START TEXT

CMU 15-190 Spring 2017: Topics in Intermediate Programming
Homework 5 (Due Wednesday 1-Mar, at 11:59pm)



  1. Huffman Coding with a full alphabet
    First, find a reliable data source that provides the distribution of the letters A-Z in everyday English-language writing. Next, using that distribution, construct a variable-length Huffman coding. Then, write a function encodeLetters(s) that takes a string s of uppercase letters A-Z and returns a string of 1's and 0's, which encodes that string using the Huffman coding you just derived. Also, write decodeLetters(s) that takes a string of 1's and 0's and runs the process in reverse, effectively decoding them back to the original string. So, for any string of letters A-Z, it should be true that (decodeLetters(encodeLetters(s)) == s). Write a test function for these, too.

  2. Better Huffman Coding
    Intead of encoding just uppercase letters, go further and encode arbitrary English text. For this, you might have to compute the distributions of the characters yourself. These will include uppercase, lowercase, digits, punctuation, and whitespace. You can ignore all other characters (special characters, etc). You might refer to Project Gutenberg if you need to find large collections of plaintext. For example, Alice's Adventures in Wonderland in plaintext can be found here. Write encodeArbitraryText(s) and decodeArbitraryText(s) and a simple test function.

END TEXT
START LISTED RECORDS

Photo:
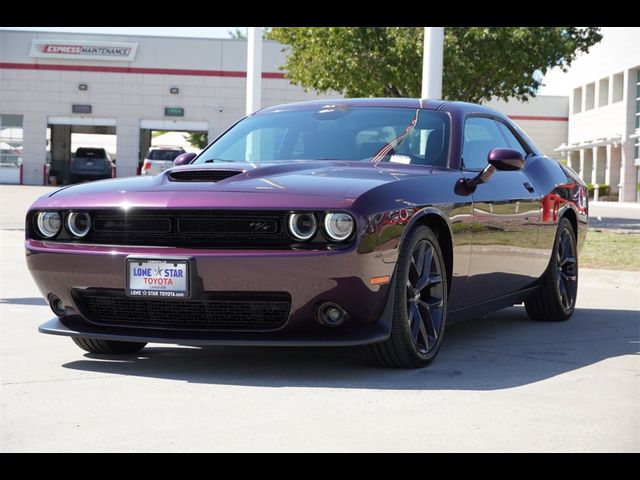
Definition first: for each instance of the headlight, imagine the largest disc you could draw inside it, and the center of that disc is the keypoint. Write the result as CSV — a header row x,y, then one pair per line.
x,y
303,226
78,224
49,223
339,226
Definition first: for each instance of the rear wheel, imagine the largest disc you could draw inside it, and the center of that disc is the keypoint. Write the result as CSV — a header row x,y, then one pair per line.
x,y
556,298
420,304
108,347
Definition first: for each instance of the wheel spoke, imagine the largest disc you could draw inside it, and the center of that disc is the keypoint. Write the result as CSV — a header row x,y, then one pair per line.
x,y
417,259
563,292
568,291
568,262
428,317
415,320
424,335
428,281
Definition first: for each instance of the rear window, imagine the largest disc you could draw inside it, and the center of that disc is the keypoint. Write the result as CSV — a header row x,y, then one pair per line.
x,y
91,153
164,154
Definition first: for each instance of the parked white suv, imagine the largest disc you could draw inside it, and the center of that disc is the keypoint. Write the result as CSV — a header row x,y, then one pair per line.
x,y
158,159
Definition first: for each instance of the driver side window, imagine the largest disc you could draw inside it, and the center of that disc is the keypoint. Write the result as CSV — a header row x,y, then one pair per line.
x,y
481,135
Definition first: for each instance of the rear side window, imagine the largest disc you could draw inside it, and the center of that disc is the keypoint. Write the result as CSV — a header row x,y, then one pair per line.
x,y
168,155
481,135
511,139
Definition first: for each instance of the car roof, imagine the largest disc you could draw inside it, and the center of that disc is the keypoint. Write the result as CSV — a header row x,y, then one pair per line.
x,y
429,104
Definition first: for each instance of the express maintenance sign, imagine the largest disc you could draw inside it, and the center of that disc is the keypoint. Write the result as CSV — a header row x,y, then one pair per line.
x,y
83,50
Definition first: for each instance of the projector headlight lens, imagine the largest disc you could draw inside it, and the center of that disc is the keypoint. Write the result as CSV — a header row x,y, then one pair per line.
x,y
302,226
338,226
49,223
78,224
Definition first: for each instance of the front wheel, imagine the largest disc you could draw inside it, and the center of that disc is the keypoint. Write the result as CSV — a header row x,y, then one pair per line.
x,y
420,304
108,347
555,300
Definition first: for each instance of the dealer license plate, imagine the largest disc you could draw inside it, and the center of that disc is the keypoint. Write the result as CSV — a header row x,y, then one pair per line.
x,y
157,278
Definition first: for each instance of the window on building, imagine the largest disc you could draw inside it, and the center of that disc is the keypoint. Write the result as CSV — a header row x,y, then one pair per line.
x,y
603,92
618,83
590,95
577,100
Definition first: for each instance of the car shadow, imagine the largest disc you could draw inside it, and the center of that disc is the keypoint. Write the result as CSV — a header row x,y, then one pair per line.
x,y
24,301
501,350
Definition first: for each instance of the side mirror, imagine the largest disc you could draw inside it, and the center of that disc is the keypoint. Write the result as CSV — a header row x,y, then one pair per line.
x,y
184,159
504,159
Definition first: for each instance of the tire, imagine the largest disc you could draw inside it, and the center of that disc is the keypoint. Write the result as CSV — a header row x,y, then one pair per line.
x,y
555,300
107,347
419,304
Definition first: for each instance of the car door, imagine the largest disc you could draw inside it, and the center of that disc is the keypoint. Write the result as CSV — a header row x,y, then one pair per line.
x,y
506,215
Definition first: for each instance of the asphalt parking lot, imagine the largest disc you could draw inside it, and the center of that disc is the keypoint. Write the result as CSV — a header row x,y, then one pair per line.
x,y
501,383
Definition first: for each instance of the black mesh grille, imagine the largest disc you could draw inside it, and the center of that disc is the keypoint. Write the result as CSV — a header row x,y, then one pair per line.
x,y
214,311
189,228
202,175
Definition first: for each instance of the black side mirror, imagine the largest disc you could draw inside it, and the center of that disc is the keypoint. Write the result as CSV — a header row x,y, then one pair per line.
x,y
183,159
503,159
506,159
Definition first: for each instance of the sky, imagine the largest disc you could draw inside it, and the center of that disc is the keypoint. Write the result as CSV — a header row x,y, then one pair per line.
x,y
202,32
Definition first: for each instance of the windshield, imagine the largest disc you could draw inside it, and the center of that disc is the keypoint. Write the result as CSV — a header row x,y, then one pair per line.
x,y
399,135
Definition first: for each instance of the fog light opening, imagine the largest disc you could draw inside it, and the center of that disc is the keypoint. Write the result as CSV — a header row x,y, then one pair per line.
x,y
57,306
331,314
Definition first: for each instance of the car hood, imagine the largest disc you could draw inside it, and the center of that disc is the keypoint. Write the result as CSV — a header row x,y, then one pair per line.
x,y
305,184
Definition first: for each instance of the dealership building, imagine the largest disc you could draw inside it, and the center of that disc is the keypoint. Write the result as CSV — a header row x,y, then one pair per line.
x,y
55,85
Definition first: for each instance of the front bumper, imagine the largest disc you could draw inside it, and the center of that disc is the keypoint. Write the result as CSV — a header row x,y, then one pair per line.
x,y
309,277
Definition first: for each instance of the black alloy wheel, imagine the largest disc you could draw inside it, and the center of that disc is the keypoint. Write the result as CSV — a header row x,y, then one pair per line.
x,y
420,304
556,298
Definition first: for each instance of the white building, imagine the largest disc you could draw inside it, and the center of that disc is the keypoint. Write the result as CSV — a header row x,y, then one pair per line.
x,y
122,85
56,84
604,112
545,118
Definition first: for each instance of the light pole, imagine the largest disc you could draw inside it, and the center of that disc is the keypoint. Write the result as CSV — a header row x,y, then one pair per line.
x,y
432,62
254,69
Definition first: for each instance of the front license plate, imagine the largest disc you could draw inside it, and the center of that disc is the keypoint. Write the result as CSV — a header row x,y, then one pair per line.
x,y
157,278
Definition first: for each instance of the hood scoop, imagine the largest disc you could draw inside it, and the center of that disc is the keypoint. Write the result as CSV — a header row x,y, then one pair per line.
x,y
202,175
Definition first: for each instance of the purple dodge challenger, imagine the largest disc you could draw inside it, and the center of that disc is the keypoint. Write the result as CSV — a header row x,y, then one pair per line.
x,y
346,222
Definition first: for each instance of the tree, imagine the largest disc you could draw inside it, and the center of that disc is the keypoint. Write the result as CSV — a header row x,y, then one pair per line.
x,y
198,139
479,62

END LISTED RECORDS

TASK DIRECTIONS. Reproduce everything in the Huffman coding homework from "1. Huffman Coding" down to "for these, too.". The listing has no connection to the Huffman coding homework.

FINAL RESULT.
1. Huffman Coding with a full alphabet
    First, find a reliable data source that provides the distribution of the letters A-Z in everyday English-language writing. Next, using that distribution, construct a variable-length Huffman coding. Then, write a function encodeLetters(s) that takes a string s of uppercase letters A-Z and returns a string of 1's and 0's, which encodes that string using the Huffman coding you just derived. Also, write decodeLetters(s) that takes a string of 1's and 0's and runs the process in reverse, effectively decoding them back to the original string. So, for any string of letters A-Z, it should be true that (decodeLetters(encodeLetters(s)) == s). Write a test function for these, too.